В этом отношении весьма характерна американская военная проза 1940-х гг., в частности, романы Нормана Мейлера (“Нагие и мертвые”, 1948) и Джеймса Джонса (“Отныне и вовек”, 1951). Война как таковая здесь, безусловно, присутствует. Но она — скорее фон, на котором разворачивается действие, имеющее к ней косвенное отношение. Война — экзистенциальная ситуация, выявляющая уже социальные проблемы послевоенной Америки, о которых говорили левые интеллектуалы: опасность исчезновения полноценной личности в условиях вынужденно-коллективного опыта и связанная с этим перспектива вытеснения органичной для либеральной Америки идеологии индивидуализма тоталитарными доктринами. В изображении войны Мейлер и Джонс совмещают традиции социально ориентированной литературы США 1930-х гг. и принципы описания войны, предложенные Эрнестом Хемингуэем и Джоном Дос Пассосом. В результате перед читателем разворачивается традиционное в формальном отношении историческое полотно с четким видением причин, следствий и возможных перспектив.
1960-е годы формируют совершенно иной образ Второй мировой войны. Ее опыт по-прежнему сохраняет свою актуальность, но его оценка оказывается намного более сложной и неоднозначной, и это принципиально. Публикация воспоминаний фронтовиков, свидетельства бывших узников лагерей смерти проливают свет на события, оставленные без внимания в момент всеобщей победно-парадной эйфории — на факты, свидетельствующие о том, что война была гораздо более чудовищной и бессмысленной, чем это казалось прежде. Кроме того, она воспринимается еще и через негативную оценку затянувшихся военных действий во Вьетнаме, которые казались большинству американцев бесперспективными и абсурдными.

####################

** Список заданий **
**1)** Выведите из фрагмента текста всё, начиная со слов «1960-е годы формируют» и вплоть до слов «бесперспективными и абсурдными.».
**2)** Переведите на английский язык следующее предложение из фрагмента текста: «1960-е годы формируют совершенно иной образ Второй мировой войны».

Фрагменты данных разметки местоположений
####################

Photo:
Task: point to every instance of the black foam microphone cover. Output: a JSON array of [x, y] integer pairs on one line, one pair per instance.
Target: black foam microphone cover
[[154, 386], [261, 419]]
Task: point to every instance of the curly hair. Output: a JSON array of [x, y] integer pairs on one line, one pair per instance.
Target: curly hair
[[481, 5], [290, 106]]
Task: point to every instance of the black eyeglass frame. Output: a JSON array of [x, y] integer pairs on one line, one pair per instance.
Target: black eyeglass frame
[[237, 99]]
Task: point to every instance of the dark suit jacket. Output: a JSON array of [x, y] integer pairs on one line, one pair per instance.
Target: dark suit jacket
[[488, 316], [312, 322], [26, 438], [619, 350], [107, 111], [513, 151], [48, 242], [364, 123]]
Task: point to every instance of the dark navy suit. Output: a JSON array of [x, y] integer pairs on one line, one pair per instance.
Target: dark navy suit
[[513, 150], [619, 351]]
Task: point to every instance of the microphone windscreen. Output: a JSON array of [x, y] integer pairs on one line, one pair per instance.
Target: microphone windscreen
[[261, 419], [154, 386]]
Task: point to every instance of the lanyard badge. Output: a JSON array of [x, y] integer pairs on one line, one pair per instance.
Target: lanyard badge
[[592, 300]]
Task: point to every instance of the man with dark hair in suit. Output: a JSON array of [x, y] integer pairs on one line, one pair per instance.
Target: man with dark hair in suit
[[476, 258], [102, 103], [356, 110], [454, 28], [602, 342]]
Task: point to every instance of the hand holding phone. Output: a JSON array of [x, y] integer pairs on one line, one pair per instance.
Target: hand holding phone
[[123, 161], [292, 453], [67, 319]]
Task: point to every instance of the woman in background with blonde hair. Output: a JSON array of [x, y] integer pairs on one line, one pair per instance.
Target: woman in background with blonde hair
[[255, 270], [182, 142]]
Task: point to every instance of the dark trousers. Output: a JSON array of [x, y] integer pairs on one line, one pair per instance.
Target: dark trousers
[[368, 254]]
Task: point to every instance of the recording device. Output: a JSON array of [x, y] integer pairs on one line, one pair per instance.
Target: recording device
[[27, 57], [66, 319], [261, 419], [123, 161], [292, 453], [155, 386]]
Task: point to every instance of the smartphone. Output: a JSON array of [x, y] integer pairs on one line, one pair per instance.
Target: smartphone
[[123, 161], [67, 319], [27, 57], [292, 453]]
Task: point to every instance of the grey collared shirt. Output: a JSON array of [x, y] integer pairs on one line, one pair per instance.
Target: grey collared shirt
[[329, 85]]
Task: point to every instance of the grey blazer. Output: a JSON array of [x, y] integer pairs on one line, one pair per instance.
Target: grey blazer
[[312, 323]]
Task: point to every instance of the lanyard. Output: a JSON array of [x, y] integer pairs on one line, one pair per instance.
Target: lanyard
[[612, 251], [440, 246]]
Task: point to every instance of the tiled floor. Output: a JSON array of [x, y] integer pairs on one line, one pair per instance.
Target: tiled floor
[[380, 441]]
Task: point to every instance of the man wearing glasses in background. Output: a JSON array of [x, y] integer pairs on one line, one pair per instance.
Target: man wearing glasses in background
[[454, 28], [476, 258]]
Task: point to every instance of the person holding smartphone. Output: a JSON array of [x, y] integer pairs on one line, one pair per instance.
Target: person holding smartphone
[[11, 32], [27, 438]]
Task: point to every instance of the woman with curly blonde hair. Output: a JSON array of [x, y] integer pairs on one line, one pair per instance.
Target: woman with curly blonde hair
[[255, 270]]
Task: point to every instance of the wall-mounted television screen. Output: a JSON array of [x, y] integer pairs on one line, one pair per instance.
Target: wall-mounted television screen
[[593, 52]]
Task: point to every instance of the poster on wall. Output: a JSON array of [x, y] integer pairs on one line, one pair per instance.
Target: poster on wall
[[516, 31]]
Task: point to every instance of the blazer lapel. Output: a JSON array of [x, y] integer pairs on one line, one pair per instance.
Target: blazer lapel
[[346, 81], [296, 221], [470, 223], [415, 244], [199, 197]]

####################

** Ответы к заданиям **
**1)**
1960-е годы формируют совершенно иной образ Второй мировой войны. Ее опыт по-прежнему сохраняет свою актуальность, но его оценка оказывается намного более сложной и неоднозначной, и это принципиально. Публикация воспоминаний фронтовиков, свидетельства бывших узников лагерей смерти проливают свет на события, оставленные без внимания в момент всеобщей победно-парадной эйфории — на факты, свидетельствующие о том, что война была гораздо более чудовищной и бессмысленной, чем это казалось прежде. Кроме того, она воспринимается еще и через негативную оценку затянувшихся военных действий во Вьетнаме, которые казались большинству американцев бесперспективными и абсурдными.

**2)** The 1960s shape an entirely different image of the Second World War.